## Problem to solve
Which lines in the records below contain the word "black"? Pick out and copy every one of them, treating uppercase and lowercase as different.

[START OF Provided data]

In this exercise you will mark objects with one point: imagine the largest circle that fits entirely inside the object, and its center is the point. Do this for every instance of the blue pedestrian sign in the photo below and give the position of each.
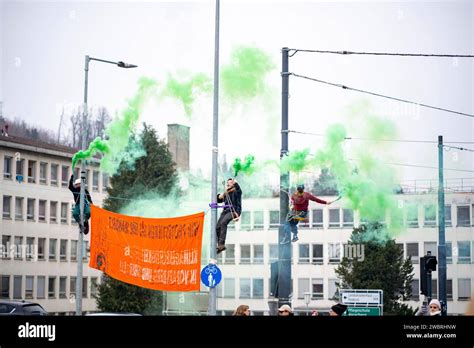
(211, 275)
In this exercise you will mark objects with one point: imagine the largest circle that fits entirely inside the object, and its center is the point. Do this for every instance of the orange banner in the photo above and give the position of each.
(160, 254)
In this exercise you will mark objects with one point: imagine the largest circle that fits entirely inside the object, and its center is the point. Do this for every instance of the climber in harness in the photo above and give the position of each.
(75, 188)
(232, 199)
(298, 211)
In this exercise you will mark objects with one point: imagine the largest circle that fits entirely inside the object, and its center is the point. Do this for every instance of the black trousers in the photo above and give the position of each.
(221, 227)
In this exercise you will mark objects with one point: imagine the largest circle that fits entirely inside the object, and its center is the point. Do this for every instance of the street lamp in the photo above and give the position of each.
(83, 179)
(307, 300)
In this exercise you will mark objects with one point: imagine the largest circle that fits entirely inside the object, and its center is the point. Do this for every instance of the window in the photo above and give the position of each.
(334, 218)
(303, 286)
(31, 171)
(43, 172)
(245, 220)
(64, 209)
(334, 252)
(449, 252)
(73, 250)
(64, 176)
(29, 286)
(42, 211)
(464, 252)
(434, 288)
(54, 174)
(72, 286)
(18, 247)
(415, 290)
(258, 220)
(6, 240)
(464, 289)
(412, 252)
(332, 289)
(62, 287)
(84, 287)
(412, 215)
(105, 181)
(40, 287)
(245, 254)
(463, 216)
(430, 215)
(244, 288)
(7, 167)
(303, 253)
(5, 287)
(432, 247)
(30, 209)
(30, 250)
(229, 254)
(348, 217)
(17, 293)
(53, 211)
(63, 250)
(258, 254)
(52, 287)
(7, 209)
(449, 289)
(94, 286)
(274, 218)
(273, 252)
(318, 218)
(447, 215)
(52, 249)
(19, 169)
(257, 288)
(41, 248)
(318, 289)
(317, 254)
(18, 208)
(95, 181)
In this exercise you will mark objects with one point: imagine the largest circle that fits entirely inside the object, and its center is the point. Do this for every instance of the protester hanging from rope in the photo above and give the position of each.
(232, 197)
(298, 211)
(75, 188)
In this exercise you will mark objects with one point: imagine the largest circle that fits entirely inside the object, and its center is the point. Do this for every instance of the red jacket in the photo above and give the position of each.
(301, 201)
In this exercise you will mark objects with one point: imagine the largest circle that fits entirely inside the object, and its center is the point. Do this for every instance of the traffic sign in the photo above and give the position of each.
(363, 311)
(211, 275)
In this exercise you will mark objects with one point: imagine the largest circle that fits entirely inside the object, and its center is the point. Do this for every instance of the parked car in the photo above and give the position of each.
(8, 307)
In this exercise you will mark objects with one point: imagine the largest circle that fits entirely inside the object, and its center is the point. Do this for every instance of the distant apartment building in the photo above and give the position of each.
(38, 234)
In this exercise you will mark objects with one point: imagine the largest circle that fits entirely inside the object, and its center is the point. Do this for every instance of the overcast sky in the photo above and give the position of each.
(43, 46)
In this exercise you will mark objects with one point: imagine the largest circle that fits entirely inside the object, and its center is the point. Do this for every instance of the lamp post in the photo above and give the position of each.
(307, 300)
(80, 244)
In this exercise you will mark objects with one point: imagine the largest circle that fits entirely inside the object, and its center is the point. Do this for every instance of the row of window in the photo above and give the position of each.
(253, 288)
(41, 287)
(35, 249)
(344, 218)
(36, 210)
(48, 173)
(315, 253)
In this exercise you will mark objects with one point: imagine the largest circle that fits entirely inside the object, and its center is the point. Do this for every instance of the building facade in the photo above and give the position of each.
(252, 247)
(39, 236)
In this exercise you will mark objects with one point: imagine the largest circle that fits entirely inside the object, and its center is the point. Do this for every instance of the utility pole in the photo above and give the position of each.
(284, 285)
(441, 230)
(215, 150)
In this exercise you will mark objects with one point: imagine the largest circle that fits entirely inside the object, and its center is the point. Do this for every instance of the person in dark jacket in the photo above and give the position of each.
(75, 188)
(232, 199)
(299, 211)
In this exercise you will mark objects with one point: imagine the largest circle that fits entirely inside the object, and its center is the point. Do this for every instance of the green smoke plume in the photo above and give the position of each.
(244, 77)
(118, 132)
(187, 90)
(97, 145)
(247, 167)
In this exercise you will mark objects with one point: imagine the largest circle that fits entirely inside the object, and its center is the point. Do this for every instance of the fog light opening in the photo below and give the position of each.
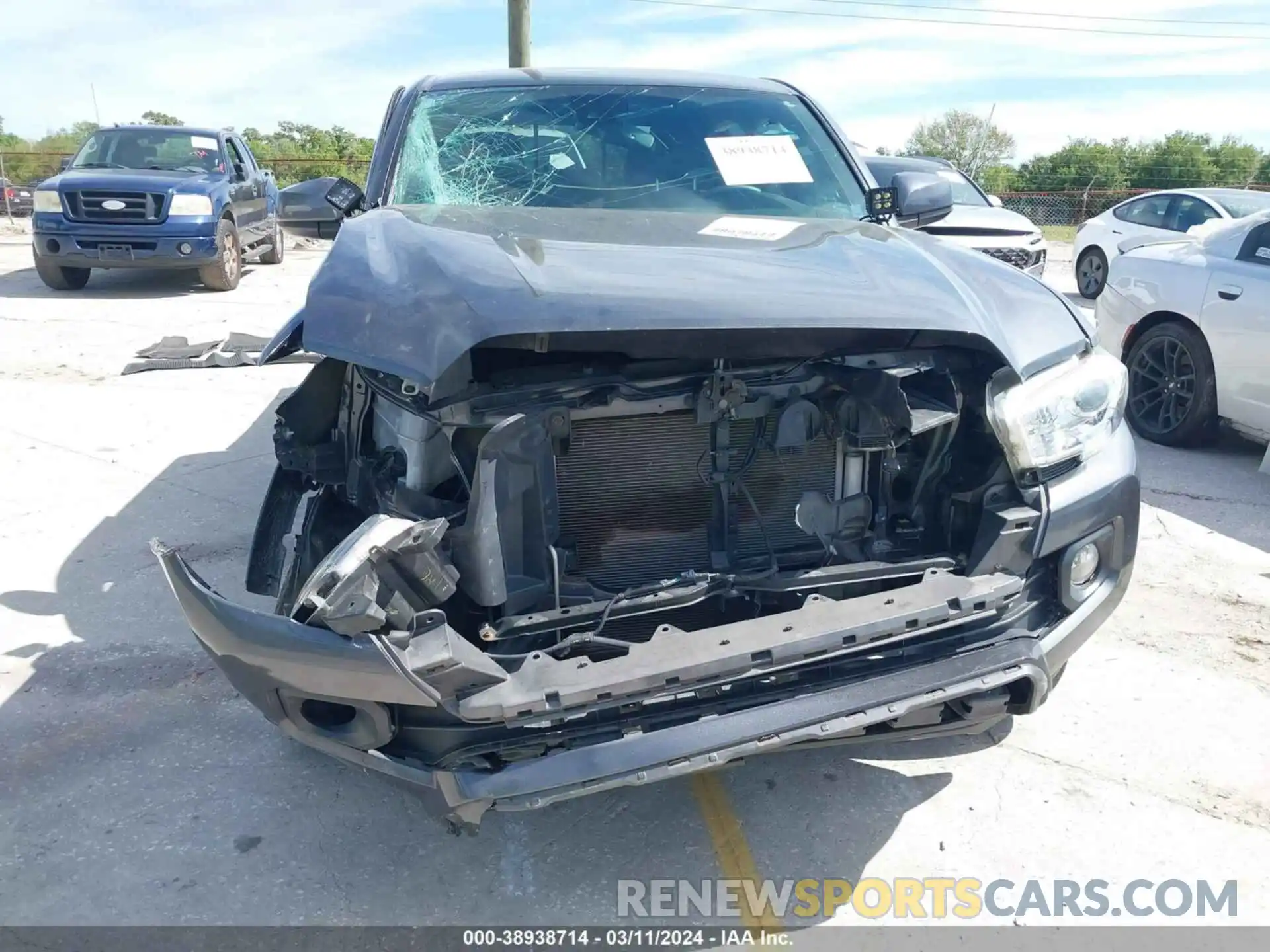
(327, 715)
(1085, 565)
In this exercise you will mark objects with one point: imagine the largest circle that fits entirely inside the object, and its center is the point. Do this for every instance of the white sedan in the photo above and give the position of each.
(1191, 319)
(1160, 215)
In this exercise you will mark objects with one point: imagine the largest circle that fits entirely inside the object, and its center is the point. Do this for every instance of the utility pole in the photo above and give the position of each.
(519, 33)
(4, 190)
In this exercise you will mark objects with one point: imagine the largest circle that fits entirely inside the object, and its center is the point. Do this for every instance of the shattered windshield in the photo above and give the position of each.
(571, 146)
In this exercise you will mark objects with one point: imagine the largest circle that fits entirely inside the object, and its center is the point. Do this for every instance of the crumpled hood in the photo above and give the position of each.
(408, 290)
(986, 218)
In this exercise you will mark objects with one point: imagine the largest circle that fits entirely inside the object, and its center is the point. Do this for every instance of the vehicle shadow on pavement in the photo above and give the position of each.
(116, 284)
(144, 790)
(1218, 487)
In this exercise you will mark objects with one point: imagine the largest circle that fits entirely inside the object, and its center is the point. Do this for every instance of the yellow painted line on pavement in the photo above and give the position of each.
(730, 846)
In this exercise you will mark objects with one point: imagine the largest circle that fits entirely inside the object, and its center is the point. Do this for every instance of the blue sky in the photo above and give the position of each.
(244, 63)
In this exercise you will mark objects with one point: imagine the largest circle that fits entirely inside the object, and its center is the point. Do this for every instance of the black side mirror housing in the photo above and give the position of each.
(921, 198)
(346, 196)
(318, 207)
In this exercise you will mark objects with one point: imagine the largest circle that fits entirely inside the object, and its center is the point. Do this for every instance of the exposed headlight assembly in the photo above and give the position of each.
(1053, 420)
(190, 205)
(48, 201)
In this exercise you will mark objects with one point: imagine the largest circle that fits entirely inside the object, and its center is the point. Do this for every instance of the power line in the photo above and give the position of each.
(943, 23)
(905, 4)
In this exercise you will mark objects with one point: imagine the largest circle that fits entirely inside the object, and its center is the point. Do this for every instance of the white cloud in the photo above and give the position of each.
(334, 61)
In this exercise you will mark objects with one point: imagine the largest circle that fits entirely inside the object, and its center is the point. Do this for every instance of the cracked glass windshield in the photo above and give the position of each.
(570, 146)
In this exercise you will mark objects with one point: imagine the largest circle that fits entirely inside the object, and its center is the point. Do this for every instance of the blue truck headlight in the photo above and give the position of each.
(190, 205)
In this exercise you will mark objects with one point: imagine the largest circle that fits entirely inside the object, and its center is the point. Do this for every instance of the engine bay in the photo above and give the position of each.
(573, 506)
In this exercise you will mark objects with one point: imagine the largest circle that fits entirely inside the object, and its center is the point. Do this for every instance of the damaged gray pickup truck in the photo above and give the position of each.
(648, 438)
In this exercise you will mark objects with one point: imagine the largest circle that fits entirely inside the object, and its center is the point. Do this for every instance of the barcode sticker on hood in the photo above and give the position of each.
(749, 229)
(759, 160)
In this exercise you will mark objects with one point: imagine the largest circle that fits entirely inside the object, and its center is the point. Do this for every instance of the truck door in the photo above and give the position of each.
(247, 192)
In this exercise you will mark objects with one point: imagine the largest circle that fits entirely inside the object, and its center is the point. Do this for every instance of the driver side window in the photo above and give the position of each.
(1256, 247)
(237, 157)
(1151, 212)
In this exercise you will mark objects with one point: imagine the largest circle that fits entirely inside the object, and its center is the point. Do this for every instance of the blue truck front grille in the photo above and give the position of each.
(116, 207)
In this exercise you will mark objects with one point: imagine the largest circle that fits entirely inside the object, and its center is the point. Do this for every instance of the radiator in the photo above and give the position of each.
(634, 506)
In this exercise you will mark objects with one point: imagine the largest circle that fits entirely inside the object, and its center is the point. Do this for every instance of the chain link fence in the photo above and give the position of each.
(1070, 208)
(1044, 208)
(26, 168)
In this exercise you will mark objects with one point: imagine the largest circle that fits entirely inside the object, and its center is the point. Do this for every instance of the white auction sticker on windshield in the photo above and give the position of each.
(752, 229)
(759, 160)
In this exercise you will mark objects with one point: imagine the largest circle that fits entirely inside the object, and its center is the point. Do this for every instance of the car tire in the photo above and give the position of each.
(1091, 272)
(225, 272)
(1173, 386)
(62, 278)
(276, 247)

[END OF Provided data]
[START OF Provided data]

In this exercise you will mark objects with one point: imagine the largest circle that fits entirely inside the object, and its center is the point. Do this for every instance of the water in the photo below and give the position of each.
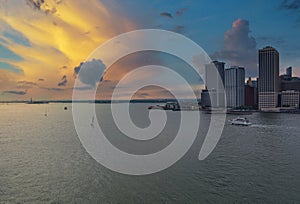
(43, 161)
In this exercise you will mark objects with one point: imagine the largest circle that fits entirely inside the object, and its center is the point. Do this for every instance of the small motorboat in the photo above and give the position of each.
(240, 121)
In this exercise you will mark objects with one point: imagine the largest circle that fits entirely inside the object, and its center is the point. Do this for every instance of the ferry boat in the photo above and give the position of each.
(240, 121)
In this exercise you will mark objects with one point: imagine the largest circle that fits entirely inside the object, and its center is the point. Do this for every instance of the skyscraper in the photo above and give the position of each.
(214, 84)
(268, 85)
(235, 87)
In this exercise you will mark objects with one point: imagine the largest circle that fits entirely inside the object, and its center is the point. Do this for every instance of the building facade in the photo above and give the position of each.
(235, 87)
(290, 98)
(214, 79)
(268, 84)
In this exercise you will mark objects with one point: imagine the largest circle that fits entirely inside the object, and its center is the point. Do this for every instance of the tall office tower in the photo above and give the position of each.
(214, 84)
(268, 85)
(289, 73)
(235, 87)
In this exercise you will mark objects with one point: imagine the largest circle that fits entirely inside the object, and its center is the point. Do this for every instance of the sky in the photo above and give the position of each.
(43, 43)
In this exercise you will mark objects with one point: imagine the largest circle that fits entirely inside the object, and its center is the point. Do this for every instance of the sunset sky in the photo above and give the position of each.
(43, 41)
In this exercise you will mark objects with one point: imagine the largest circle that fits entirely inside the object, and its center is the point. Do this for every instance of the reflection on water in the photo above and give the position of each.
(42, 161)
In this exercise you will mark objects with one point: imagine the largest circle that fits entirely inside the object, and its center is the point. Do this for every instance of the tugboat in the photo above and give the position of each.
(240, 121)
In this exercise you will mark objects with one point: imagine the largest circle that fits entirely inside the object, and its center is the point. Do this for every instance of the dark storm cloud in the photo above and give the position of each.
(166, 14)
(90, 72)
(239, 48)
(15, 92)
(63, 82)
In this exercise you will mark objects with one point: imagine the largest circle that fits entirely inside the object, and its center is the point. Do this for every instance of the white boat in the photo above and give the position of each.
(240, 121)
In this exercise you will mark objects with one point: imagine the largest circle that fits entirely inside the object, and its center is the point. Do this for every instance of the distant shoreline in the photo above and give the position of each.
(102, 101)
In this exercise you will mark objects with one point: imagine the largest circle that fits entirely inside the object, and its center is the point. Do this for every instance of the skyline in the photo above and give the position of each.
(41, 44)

[END OF Provided data]

## Reply to the task
In this exercise you will mark objects with one point: imagine the largest circle that fits entirely inside the object, and its center is the point. Do this for every instance of the black trousers in the photo above and give the position of each.
In this exercise you will mark objects with one point: imagine the largest circle that fits entirely inside the object, and its center is the point. Do this for every instance of the black side mirror housing in the photo above and give the position of each.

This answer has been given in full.